* Directions
Repeat the entries. Each one must match exactly.

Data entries
* * * * * * * * *

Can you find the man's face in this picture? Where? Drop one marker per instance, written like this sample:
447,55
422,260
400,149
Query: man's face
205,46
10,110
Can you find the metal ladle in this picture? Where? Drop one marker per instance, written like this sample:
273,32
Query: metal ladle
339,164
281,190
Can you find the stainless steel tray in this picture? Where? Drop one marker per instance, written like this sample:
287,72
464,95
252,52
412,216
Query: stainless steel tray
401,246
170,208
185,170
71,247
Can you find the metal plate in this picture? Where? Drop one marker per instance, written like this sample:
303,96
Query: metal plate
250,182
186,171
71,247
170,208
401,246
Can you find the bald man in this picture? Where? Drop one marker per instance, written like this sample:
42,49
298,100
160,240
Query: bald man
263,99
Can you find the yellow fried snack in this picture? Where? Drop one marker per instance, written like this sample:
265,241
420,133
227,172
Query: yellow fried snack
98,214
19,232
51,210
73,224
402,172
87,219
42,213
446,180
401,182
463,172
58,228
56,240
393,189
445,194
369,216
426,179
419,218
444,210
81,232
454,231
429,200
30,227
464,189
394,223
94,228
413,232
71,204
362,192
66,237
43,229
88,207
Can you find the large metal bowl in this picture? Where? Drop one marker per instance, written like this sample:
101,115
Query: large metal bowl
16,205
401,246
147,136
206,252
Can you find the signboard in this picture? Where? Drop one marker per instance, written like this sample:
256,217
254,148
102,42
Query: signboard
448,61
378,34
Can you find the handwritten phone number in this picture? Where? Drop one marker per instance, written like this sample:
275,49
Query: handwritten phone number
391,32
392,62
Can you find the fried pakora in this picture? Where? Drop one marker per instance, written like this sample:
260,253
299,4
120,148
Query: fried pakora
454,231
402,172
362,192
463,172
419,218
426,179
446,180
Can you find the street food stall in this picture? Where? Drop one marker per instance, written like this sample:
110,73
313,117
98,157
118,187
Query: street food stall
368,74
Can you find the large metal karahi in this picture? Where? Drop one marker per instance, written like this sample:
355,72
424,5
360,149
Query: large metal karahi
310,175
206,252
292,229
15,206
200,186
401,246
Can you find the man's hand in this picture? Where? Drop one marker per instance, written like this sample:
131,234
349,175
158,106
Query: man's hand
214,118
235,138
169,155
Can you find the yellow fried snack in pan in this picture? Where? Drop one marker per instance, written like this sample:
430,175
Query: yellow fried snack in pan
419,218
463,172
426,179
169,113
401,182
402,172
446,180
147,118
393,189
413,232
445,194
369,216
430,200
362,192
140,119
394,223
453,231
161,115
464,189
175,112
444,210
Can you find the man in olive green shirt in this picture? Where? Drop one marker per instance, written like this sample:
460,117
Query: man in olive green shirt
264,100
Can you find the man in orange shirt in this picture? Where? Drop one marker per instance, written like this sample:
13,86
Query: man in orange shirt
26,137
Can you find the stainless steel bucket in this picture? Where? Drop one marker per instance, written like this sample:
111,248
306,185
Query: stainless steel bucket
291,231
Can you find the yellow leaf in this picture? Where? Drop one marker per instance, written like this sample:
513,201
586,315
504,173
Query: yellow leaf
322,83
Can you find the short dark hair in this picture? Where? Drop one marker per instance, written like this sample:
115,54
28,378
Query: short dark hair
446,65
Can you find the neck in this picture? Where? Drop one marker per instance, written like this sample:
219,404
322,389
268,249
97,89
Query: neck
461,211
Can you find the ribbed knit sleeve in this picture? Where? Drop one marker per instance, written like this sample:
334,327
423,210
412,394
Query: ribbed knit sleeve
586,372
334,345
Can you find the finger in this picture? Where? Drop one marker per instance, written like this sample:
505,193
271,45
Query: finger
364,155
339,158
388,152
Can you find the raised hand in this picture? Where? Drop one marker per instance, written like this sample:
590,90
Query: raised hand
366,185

* * * * * * * * *

* Written reply
Can you find the man's face in this picture? Where? Drop one marker per instance, written like this sample:
447,55
422,260
400,149
Query: man's face
205,46
10,110
Can you find the metal ladle in this picture? Where? Drop one marker per instance, written like this sample:
273,32
Query: metal ladle
339,164
281,190
Can you find the stainless steel tray in this picture? Where? Drop one marker per instance, written like this sample:
287,72
464,95
252,52
412,216
Query: stainless steel tray
401,246
170,208
185,170
71,247
Can you find the metal plate in this picture? Where? Drop one marker per instance, written like this sample:
303,96
Query: metal plate
250,182
186,171
71,247
170,208
401,246
Can you find the bald man in this picture? Where? Drop one marker per instance, written like this sample:
42,49
298,100
160,240
Query: bald man
263,99
Can you find the yellow fried snack in this picture? Where? Drop one marker per instance, written like this sample:
265,241
420,133
227,172
Query: yellow fried snack
98,214
19,232
51,210
73,224
402,172
87,219
42,213
446,180
401,182
463,172
58,228
56,240
393,189
445,194
369,216
426,179
419,218
444,210
81,232
454,231
429,200
30,227
464,189
394,223
94,228
413,232
71,204
362,192
66,237
43,229
88,207
Can you find the large metal bowl in this picture? Where? Drop one marker per instance, written like this sample:
101,115
Query: large metal bowl
16,205
401,246
147,136
206,252
Can you find the signboard in this picture? Where? Drop one marker per instance, written like this sample:
256,217
254,148
102,42
Query: signboard
448,61
378,34
Can you find the handwritten phone number in this picture? Where? Drop one marker per instance, written like this sample:
275,49
Query: handwritten phone number
391,32
392,62
Can you find the fried pakora in this picture? Where? Drop one marker per instance, written like this sample:
260,253
299,4
120,148
Query: fried pakora
454,231
402,172
362,192
463,172
419,218
426,179
446,180
Can you find the street food stall in this picture? Where? Drop one marker per instance, written like this sample:
110,73
313,117
98,157
118,187
Query: street food stall
368,74
Can you find the large metal karahi in this picture? Where? Drop one marker per instance, written like this sample:
355,72
424,5
360,149
Query: large metal karahi
310,175
206,252
292,229
15,206
200,186
401,246
Can you find the man's hand in this picture? Where? Drop one marker per instance, written like this sample:
131,234
349,175
158,106
Query: man's hand
214,118
235,138
169,155
Can you find the yellow fried snack in pan in this picture? Where? Drop one marker per instance, written like this sample:
430,175
Query: yellow fried snack in pan
419,218
463,172
426,179
169,113
401,182
402,172
446,180
147,118
393,189
413,232
445,194
369,216
430,200
362,192
140,119
394,223
453,231
161,115
464,189
175,112
444,210
Can you find the man in olive green shirt in this picture? Where? Drop one marker per instance, written like this sample:
460,117
Query: man in olive green shirt
264,100
Can you find the man in orange shirt in this picture? Where? Drop one marker per instance, written like this sample:
13,86
Query: man in orange shirt
26,137
Can you find the stainless steel bucket in this picture? Where? Drop one marker per instance, written like this sample:
111,248
306,185
Query: stainless steel bucket
291,231
Can you find the yellow leaf in this picture? Where? Drop one marker per instance, written like this sample:
513,201
586,315
504,173
Query: yellow leaf
322,83
Can you find the short dark hair in this picture? Where? Drop one marker per instance, written like this sample:
115,54
28,378
Query: short dark hair
446,65
Can you find the neck in this picture? Where? Drop one marker per instance, written like this sample:
219,404
322,389
268,249
97,89
Query: neck
461,211
Can you find the ribbed knit sleeve in this picture? Where? Drop one marker per instance, written like this sample:
334,327
423,210
412,394
Query: ribbed knit sleeve
586,372
334,345
Can you find the finger in this picture? Where? Drop one marker per instance, written like this sample:
505,193
271,45
Query: finger
364,155
339,158
388,152
Can you find the raised hand in this picture? Where? Drop one marker per instance, written like this sample:
590,90
Query: raised hand
366,185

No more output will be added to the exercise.